REQUIRED TASK: Reproduce the lines of the data below word for word, taking the stretch from the line containing "identify the sunlit" through the end of the data.

Data entries
_ _ _ _ _ _ _

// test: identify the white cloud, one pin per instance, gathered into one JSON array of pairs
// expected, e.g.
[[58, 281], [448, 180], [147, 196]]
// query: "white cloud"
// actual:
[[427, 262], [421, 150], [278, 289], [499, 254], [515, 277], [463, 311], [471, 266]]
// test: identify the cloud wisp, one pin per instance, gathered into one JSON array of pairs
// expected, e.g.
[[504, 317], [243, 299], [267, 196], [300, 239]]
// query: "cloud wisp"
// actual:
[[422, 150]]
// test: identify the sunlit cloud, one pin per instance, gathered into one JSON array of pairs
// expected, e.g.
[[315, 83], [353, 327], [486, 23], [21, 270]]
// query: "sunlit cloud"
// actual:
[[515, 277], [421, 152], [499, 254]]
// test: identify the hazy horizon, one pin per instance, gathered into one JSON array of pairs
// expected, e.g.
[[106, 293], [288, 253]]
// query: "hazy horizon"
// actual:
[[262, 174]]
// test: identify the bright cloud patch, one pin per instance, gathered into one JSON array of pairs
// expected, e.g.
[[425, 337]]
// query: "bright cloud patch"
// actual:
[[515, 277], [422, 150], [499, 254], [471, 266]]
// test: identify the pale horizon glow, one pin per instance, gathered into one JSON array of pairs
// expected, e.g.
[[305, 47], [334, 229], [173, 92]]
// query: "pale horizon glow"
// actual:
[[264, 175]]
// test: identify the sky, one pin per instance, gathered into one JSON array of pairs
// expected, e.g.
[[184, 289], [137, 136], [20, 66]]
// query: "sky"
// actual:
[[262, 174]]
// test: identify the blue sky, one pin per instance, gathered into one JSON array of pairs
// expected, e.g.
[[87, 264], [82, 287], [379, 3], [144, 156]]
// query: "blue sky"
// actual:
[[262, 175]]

_ _ _ _ _ _ _

CORRECT OUTPUT:
// test: identify the sunlit cloud, one pin per instance, gathered into one JSON array of pairs
// expected, e.g.
[[315, 83], [353, 327], [486, 23], [21, 270]]
// query: "sunlit cloud"
// actual:
[[515, 277], [421, 152], [499, 254]]
// test: identify the hazy horizon, one pin per instance, gathered into one JSON array of pairs
// expected, e.g.
[[106, 293], [288, 253]]
// query: "hazy horizon"
// actual:
[[262, 174]]
// test: identify the bright cloud patch, one pin per instance, gathered into one JSON array of pairs
// expected, e.g.
[[425, 337]]
// query: "bright cloud patch"
// actual:
[[515, 277], [422, 150], [499, 254], [471, 266]]
// test: identify the pale horizon glow, one pin per instance, gathered into one JSON array of pairs
// expected, e.g.
[[305, 47], [334, 229], [173, 92]]
// query: "pale horizon glow"
// actual:
[[264, 175]]
// test: identify the sky, one pin per instance, gathered into one JSON array of pairs
// expected, e.g.
[[184, 289], [137, 136], [20, 66]]
// query: "sky"
// actual:
[[262, 174]]
// test: identify the blue sky, one pin per instance, gathered into one JSON array of pairs
// expected, e.g.
[[87, 264], [82, 287], [379, 3], [144, 156]]
// query: "blue sky"
// actual:
[[262, 175]]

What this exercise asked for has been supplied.